▶ [Exercices]
• a. Renvoyez tel quel le passage du commentaire d'arrêt allant de « La Cour d’appel » à « détaille trois moyens. ».
• b. D'après le commentaire d'arrêt, à quelle date la banque italienne a-t-elle conclu le contrat de prêt ?

═════ Extrait à lire

Avocat associée - Docteur en droit

Cass. civ. 1ère, 16 septembre 2015, pourvoi n°14-10.373

Lorsqu’un contrat est conclu par des parties n’ayant pas la même nationalité, un choix relatif à la loi applicable peut être effectué en amont selon la Convention de Rome du 19 juin 1980 (la « Convention de Rome »)…

Ce qu’il faut retenir : Lorsqu’un contrat est conclu par des parties n’ayant pas la même nationalité, un choix relatif à la loi applicable peut être effectué en amont selon la Convention de Rome du 19 juin 1980 (la « Convention de Rome »). En l’absence de choix, la Convention de Rome admet comme loi applicable celle du pays avec lequel il existe les liens les plus étroits.

Pour approfondir : En l’espèce, une banque italienne conclut un contrat de prêt le 19 avril 2006 avec une personne résidant habituellement en Italie, son garant réside habituellement en France. Après déchéance du terme, la banque assigne l’emprunteur et le garant en paiement des sommes restant dues.

La Cour d’appel déboute la banque, laquelle forme un pourvoi en cassation.

 

   I – Détail de la décision

L’arrêt de la Cour de cassation détaille trois moyens.

Concernant le premier relevé d’office, l’arrêt d’appel ne reconnait pas la loi italienne comme applicable audit contrat de prêt puisque « aucun justificatif sérieux du montant de la créance dont elle se prévaut à l’encontre de l’emprunteur n’est fourni ».

══════════
═════ Lignes

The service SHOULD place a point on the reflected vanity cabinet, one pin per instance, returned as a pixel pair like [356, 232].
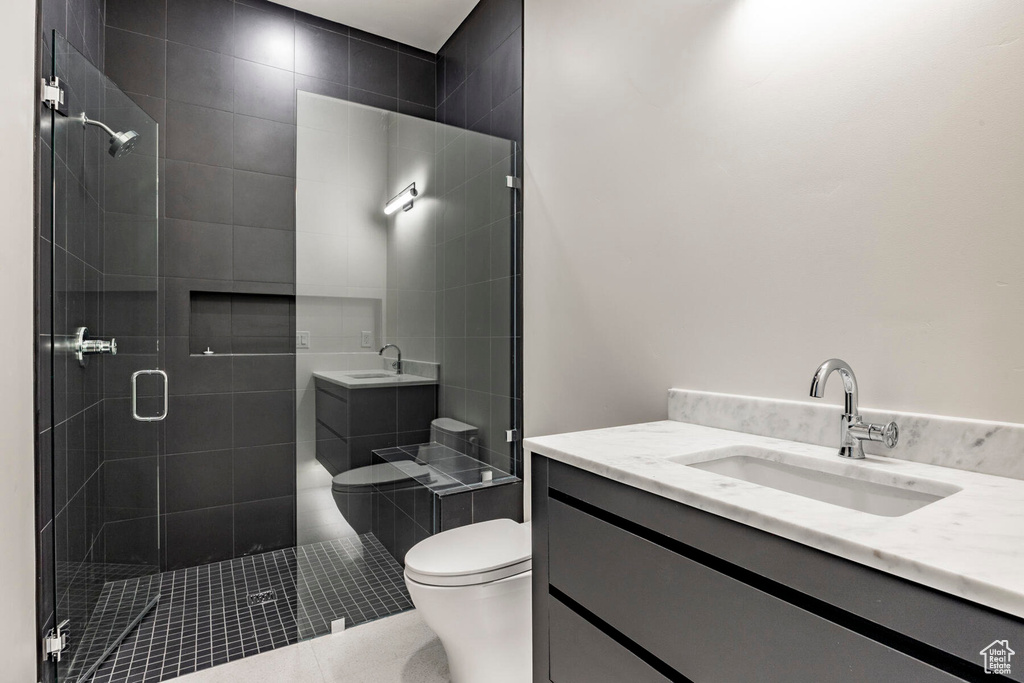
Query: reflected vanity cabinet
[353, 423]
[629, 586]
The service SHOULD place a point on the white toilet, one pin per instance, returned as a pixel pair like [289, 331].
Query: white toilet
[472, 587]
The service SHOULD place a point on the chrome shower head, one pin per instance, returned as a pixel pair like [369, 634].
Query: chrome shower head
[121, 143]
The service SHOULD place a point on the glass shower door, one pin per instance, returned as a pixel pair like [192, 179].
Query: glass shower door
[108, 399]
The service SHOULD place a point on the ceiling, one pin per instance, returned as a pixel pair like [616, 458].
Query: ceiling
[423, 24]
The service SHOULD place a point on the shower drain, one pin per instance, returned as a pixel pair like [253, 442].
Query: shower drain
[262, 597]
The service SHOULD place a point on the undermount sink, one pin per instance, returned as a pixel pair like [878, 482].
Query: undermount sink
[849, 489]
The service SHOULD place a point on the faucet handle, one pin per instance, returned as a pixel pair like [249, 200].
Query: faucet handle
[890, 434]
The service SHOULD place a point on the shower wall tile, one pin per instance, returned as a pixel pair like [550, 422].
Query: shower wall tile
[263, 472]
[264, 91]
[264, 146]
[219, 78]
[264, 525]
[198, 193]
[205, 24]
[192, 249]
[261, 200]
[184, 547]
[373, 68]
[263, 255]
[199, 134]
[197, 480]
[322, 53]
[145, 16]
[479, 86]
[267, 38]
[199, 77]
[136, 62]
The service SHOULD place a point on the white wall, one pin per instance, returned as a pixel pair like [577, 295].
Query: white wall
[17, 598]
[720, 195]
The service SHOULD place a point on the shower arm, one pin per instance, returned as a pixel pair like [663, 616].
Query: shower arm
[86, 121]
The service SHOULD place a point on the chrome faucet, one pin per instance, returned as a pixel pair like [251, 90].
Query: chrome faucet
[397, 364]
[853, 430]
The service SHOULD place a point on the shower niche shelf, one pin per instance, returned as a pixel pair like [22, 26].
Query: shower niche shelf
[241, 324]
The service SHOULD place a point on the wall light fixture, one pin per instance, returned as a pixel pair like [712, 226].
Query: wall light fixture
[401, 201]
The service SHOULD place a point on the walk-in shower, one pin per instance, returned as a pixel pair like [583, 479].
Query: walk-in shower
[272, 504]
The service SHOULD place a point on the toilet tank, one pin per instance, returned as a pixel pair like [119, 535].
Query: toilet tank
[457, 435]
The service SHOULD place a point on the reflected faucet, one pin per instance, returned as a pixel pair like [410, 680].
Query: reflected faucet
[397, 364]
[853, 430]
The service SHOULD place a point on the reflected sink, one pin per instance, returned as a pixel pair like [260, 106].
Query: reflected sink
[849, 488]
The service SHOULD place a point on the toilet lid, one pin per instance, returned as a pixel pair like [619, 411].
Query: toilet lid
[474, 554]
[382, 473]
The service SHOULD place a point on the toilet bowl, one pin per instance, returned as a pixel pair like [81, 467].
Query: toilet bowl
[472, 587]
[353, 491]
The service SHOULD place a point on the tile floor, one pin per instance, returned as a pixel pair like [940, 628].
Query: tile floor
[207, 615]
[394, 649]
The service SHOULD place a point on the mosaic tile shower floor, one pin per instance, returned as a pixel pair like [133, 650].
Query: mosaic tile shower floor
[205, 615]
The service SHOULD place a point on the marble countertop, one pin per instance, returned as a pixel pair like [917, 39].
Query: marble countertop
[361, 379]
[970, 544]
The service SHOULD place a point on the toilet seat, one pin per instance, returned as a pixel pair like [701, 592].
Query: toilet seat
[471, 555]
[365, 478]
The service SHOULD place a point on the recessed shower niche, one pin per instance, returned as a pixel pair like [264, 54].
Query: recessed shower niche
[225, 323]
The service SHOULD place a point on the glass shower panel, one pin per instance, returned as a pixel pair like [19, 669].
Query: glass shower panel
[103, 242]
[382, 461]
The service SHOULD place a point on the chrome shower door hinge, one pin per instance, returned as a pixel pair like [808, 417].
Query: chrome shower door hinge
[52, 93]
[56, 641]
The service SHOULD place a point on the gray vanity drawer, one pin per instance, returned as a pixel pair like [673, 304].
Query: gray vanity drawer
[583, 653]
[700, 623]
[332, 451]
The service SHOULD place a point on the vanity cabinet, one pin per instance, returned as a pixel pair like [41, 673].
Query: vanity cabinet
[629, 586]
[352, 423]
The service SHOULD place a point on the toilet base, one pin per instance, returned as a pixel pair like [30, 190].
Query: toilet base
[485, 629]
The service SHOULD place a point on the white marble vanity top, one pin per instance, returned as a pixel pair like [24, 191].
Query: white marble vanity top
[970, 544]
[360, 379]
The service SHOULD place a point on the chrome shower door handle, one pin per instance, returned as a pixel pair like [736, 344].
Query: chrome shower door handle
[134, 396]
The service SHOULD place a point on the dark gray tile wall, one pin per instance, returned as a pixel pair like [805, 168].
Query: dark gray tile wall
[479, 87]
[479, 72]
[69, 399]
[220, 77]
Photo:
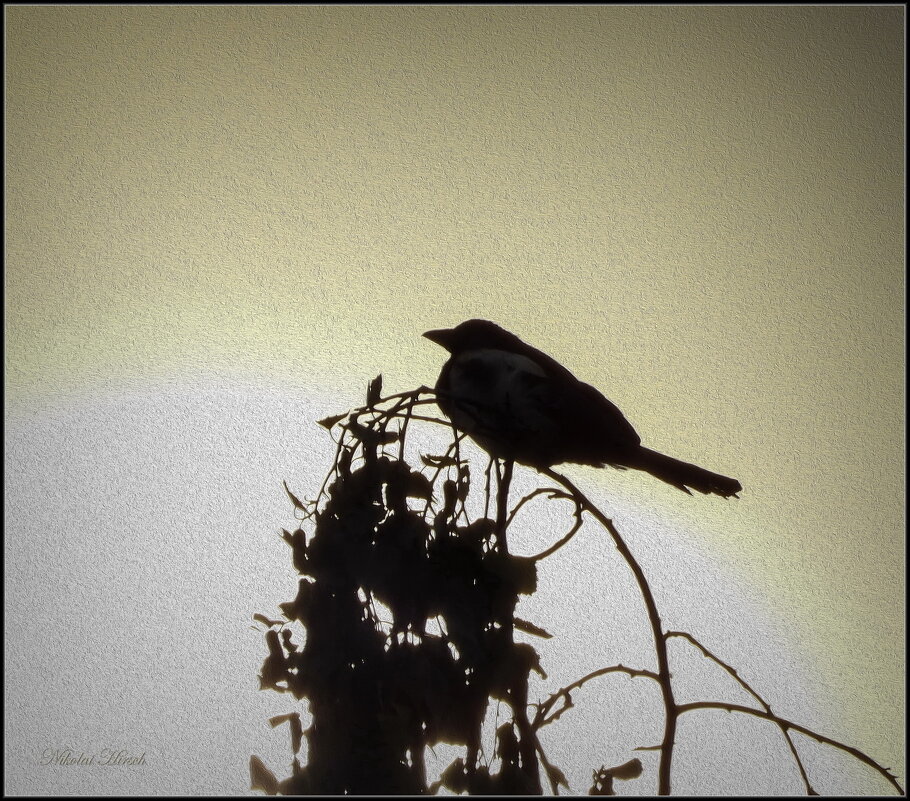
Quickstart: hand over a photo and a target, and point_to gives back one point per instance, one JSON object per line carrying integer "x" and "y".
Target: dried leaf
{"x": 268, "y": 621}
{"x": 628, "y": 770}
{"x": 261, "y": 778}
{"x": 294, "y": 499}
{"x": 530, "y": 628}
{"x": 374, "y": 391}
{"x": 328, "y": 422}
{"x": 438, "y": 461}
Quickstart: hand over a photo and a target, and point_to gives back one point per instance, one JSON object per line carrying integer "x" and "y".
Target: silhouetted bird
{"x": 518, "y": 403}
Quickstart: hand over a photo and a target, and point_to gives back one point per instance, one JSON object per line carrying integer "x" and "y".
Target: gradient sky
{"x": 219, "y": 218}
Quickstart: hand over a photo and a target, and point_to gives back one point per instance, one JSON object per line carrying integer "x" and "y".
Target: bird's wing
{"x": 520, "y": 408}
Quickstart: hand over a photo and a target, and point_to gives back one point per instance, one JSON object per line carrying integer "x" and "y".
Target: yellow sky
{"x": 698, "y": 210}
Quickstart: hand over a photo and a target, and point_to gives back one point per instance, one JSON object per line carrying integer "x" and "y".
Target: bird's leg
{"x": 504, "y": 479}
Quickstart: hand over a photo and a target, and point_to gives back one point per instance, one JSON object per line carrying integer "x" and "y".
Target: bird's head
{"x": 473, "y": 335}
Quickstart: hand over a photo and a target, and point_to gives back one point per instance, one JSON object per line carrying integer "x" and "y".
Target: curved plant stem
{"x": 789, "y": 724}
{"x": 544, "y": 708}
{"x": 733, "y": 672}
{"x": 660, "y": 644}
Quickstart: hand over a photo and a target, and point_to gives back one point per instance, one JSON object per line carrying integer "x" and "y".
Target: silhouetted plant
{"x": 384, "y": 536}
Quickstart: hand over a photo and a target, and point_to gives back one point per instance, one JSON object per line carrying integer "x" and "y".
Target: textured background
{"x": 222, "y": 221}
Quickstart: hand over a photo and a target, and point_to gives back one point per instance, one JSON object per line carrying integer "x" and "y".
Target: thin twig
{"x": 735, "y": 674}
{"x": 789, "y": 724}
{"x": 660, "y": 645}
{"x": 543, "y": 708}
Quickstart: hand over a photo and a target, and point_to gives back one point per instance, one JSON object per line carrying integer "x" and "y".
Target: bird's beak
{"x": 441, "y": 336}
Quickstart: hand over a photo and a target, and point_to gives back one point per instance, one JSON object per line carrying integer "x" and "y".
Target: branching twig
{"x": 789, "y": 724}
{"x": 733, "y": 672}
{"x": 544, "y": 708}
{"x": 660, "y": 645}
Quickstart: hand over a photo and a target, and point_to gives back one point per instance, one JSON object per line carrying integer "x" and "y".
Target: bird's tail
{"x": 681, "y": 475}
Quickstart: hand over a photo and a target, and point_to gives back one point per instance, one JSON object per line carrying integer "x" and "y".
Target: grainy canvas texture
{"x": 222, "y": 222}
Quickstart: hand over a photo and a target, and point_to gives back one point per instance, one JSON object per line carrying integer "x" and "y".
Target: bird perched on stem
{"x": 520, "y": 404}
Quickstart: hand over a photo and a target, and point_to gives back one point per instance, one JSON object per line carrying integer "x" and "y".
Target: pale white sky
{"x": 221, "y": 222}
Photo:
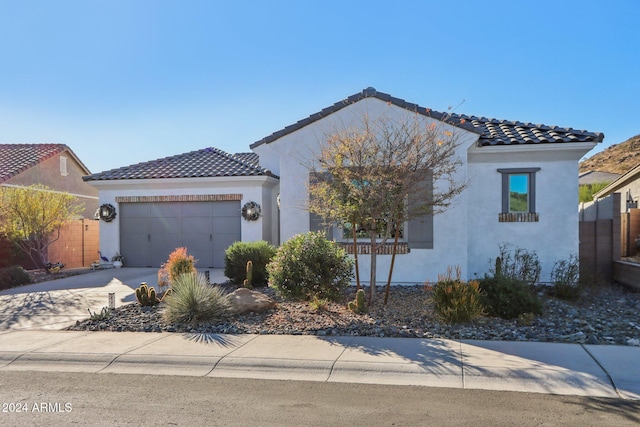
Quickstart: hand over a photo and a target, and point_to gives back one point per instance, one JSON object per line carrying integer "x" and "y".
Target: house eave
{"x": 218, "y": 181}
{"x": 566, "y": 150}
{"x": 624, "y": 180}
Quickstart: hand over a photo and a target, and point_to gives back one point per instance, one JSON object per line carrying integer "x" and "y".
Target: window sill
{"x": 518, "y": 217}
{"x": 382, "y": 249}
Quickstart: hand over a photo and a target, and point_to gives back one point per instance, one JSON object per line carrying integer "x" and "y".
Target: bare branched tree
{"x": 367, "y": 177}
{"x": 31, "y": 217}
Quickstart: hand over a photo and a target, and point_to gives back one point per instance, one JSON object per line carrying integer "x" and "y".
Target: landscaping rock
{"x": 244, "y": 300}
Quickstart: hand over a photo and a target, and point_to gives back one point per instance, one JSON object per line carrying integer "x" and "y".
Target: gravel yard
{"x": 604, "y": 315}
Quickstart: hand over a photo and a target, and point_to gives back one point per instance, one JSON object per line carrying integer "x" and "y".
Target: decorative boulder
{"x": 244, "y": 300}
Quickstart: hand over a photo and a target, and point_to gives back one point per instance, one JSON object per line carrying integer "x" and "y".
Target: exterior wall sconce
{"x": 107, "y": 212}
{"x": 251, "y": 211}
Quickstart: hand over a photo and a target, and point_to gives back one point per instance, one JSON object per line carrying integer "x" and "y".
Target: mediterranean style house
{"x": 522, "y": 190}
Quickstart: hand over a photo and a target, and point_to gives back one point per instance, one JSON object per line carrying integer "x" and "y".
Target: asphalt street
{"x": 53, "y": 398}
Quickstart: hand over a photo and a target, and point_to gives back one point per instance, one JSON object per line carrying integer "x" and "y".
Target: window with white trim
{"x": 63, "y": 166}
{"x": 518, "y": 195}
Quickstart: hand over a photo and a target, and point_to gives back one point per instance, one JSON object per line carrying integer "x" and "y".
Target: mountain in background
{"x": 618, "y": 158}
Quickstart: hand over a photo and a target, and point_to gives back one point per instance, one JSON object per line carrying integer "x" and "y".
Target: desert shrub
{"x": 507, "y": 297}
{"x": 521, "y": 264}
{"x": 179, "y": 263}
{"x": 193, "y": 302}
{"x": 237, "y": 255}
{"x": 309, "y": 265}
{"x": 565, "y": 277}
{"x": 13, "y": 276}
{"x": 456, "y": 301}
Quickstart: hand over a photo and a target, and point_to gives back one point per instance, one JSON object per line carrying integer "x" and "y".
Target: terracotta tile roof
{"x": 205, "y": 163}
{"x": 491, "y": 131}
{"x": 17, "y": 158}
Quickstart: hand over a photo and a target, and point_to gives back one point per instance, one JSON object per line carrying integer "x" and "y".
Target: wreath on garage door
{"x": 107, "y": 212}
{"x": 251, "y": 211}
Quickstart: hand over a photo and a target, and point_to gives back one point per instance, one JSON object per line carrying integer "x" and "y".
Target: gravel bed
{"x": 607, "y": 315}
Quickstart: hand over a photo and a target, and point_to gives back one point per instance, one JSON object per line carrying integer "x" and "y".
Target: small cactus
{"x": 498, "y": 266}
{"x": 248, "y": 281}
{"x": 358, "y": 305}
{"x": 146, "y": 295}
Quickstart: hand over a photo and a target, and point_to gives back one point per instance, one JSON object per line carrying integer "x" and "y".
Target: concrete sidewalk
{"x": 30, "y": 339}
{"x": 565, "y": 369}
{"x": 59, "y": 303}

══════════

▶ [Corrigés]
• a.
La Cour d’appel déboute la banque, laquelle forme un pourvoi en cassation.

 

   I – Détail de la décision

L’arrêt de la Cour de cassation détaille trois moyens.

• b. Le 19 avril 2006.